### AVAILABLE RECORDS ###

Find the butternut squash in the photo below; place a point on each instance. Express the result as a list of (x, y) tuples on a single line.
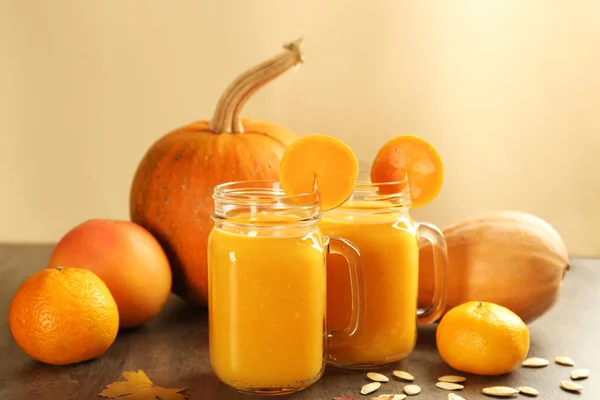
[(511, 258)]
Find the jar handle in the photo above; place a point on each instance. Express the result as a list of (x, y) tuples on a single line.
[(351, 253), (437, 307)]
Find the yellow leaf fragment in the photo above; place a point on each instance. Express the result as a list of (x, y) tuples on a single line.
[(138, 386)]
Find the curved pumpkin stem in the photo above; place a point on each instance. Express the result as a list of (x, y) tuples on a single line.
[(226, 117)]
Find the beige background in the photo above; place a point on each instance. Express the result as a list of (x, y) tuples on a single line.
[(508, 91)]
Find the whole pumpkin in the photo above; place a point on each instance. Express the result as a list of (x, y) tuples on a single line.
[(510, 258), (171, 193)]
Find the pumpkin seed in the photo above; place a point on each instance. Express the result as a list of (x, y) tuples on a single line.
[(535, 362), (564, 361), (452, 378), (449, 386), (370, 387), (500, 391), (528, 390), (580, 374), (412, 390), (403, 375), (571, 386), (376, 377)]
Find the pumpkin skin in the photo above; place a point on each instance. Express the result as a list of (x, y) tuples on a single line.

###

__CHALLENGE__.
Reproduce each of the items above with "tuples" swapped for "pairs" and nothing else altered. Omit the pictures from your reply.

__RESPONSE TO THE TASK__.
Find the butternut squash in the photo below; place a point on each instance. Express the result as a list of (x, y) pairs on a single line.
[(511, 258)]
Find the jar handle in the photo above; place a point on each instance. Express the result as a list of (x, y) pairs on a single line.
[(351, 253), (437, 307)]
Find the yellow leaf fragment in the photo above; place a point on each instance. Express the result as a list of (x, y) pairs on a single line.
[(138, 386)]
Find the curved pumpkin stem in the photo above; place a point on each instance. Express the result as a list of (x, y) pairs on a single line.
[(226, 117)]
Find the beige background in the photo above; place a point on each instance. Express the result as a list of (x, y) pairs on a single line.
[(508, 91)]
Find the whole pumpkin in the photo above; place a point on each instance. Express the result as a list of (x, y) pairs on a single line.
[(510, 258), (171, 193)]
Find the pumpkin seed in the photo above; place a point on each instance. Express the result as a list of (x, y) pairs on a single line.
[(535, 362), (564, 361), (452, 378), (449, 386), (370, 387), (500, 391), (528, 390), (580, 374), (412, 390), (403, 375), (571, 386), (376, 377)]
Find the pumpkin skin in the photo above; place a point on each instance. Express the result as a list of (x, y) pairs on a single line.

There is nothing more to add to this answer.